Tâche à traiter A –
Recopiez à l'identique le passage de l'entretien sur le PCF situé entre "On peut aussi" et "m’a rien demandé.", bornes incluses.
Tâche à traiter B –
Indiquez si chacun des énoncés suivants concorde avec l'entretien sur le PCF. Répondez par oui ou par non et citez textuellement les mots décisifs de l'entretien.
(i) Le Figaro est le seul quotidien à avoir contacté A.G. pour une interview.
(ii) L'Humanité a sollicité A.G. pour une interview.
(iii) Pour A.G., l'utilisation de tel ou tel élu par la direction est le point le plus important.
Tâche à traiter C –
Rédigez la suite de l'entretien sur le PCF en partant de sa dernière phrase.

Texte fourni –
════════

Votre dernière déclaration a été largement reprise par les média (notamment Le Figaro, particulièrement emblématique de la droite au pouvoir). Ne craignez-vous pas que cela apporte de l’eau au moulin de ceux qui vous accusent d’attaquer le PCF alors qu’il est déjà en grande difficulté ?

A.G. : J’ai fait une déclaration qui s’appelle « Le PC a besoin d’une thérapie de choc » et le seul quotidien qui m’a contacté pour une interview, c’est Le Figaro. Voilà l’explication. Cela ça peut paraître provocateur mais, à la limite, j’ai envie de dire : pourquoi pas ?

On peut aussi penser que ça arrangeait le Figaro…

A.G. : Je ne sais pas si ça arrangeait le Figaro mais une chose est sûre c’est que ça devait gêner L’Humanité puisque L’humanité ne m’a rien demandé.

Après les dernières élections, vous avez accusé la direction du PCF d’être « prête à tout pour avoir des élus ». N’avez-vous pas l’impression que ce sont souvent les élus qui (comme à Marseille) ont mis la direction et les militants devant le fait accompli ? Plus largement, comment envisagez-vous la place des élus communistes par rapport au parti ?

A.G. : Franchement, j’en ai marre de ce discours contre les élus. Les élus sont dans des rouages et dans un processus administratif sur lequel j’aimerais bien qu’on discute. En revanche, quand j’accuse la direction du Parti Communiste Français, j’accuse les responsables départementaux, des dirigeants du Parti, de faire une sorte d’accompagnement de la démocratie libérale. Pour cela, ils peuvent se servir de tel ou tel élu mais à mon avis c’est pas le plus important, ce qui compte c’est la posture du Parti Communiste Français qui, depuis des années, privilégie les institutions au détriment de l’organisation politique en particulier dans les milieux populaires. Cela aboutit à des situations aberrantes où il n’y a plus d’identité communiste.

════════

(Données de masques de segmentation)
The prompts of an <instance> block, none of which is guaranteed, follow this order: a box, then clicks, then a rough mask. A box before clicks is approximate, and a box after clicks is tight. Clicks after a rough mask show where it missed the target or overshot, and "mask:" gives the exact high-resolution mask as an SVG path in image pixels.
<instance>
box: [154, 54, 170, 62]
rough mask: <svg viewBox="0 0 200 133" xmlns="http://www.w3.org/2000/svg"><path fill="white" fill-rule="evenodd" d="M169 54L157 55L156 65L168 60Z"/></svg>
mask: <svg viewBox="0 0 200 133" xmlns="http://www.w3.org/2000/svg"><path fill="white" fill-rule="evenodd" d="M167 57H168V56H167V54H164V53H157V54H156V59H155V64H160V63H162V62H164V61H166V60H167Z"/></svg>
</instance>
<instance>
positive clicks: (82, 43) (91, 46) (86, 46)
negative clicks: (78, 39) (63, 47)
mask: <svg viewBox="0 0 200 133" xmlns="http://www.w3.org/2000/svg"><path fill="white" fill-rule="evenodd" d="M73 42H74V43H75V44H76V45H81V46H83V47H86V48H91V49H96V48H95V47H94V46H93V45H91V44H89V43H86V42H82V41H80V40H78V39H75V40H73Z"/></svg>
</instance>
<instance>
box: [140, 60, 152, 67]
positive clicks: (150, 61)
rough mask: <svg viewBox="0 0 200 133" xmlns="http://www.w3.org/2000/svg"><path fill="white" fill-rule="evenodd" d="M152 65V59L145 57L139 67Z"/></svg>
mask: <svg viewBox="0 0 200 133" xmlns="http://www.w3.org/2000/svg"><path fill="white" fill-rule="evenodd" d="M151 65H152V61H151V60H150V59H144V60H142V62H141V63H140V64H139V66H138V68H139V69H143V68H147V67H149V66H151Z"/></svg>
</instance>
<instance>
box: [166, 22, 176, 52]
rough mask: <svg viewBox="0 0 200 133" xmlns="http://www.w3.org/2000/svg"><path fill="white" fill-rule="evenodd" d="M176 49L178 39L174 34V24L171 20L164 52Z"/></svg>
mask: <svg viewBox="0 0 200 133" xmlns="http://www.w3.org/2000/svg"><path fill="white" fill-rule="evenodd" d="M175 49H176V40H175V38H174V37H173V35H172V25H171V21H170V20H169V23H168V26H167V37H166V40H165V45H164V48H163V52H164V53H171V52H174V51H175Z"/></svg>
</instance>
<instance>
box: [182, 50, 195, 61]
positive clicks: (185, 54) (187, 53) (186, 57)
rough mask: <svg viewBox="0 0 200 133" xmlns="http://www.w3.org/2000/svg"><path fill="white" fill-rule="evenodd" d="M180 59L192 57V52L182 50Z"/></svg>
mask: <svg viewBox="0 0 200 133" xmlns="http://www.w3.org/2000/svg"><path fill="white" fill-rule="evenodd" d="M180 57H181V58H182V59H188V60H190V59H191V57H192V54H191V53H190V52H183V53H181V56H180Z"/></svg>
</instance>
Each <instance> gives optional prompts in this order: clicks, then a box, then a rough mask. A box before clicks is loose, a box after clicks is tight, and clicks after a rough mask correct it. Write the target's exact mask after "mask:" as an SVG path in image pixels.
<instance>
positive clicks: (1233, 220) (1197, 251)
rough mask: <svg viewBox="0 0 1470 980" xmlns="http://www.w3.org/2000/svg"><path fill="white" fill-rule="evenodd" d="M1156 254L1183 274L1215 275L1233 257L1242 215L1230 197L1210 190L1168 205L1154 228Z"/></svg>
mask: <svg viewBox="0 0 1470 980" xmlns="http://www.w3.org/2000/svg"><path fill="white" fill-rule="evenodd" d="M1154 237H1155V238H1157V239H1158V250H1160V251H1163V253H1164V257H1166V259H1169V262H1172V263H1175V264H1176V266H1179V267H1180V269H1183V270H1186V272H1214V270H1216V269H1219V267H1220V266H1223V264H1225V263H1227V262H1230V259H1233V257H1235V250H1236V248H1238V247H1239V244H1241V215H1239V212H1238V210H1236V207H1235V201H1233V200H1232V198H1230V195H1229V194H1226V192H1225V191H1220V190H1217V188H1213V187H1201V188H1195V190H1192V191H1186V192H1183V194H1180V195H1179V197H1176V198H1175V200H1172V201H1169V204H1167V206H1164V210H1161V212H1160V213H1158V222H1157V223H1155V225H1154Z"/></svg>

════════

Réponse rédigée A –
On peut aussi penser que ça arrangeait le Figaro…

A.G. : Je ne sais pas si ça arrangeait le Figaro mais une chose est sûre c’est que ça devait gêner L’Humanité puisque L’humanité ne m’a rien demandé.

Réponse rédigée B –
(i) Oui : « le seul quotidien qui m’a contacté pour une interview, c’est Le Figaro ».
(ii) Non : « L’humanité ne m’a rien demandé ».
(iii) Non : « ils peuvent se servir de tel ou tel élu mais à mon avis c’est pas le plus important ».

Réponse rédigée C –
C’est l’identité qui est primordiale ? Avant le programme, avant le projet de société ?

A.G. : L’identité communiste ce sont des valeurs, ce sont des idéaux et, évidemment, le projet. Mais quand on participe à des listes (comme à Dijon, à Grenoble, à Marseille et même à Lyon) où, au nom de la diversité et de l’ouverture à la société civile, on trouve des gens du Modem et de droite en position masquée mais éligible, de quelle identité parle-t-on ? Si c’est ça la politique du Parti Communiste, je pense que c’est sans issue.

Vous soulignez l’importance de l’abstention, « la grève des urnes », qui concerne la moitié des électeurs, ceux des milieux populaires et notamment ceux qu’on qualifie de « Français issus de l’immigration » (comme si à un moment où à un autre nous n’étions pas tous issus de l’immigration). Sur cette question, vous vous êtes fait remarquer l’année dernière par votre livre « Les ghettos de la République », préfacé par Eric Raoult, le député-maire du Raincy et émule de Charles Pasqua. Est-ce que cela ne vous met pas en difficulté pour vous adresser à ces populations ?

A.G. : Il faut le demander aux populations, puisque j’ai été élu au premier tour des municipales de 2008 [1]. Quel était mon objectif en faisant cette préface avec Eric Raoult ? C’est simple, je considère que, sur ces sujets, nous avons besoin en France d’un débat républicain. C’est ma conviction de maire, de militant, de parlementaire communiste et c’est à ce titre là que je me suis adressé à lui.
Je peux comprendre que cela contrarie un certain nombre d’amis ou de militants communistes et au-delà mais je les invite quand même, tout en me critiquant sur la préface, à ouvrir le débat sur le contenu de ce livre, ce que refusent la direction du Parti Communiste Français et ma fédération, ici dans le Rhône.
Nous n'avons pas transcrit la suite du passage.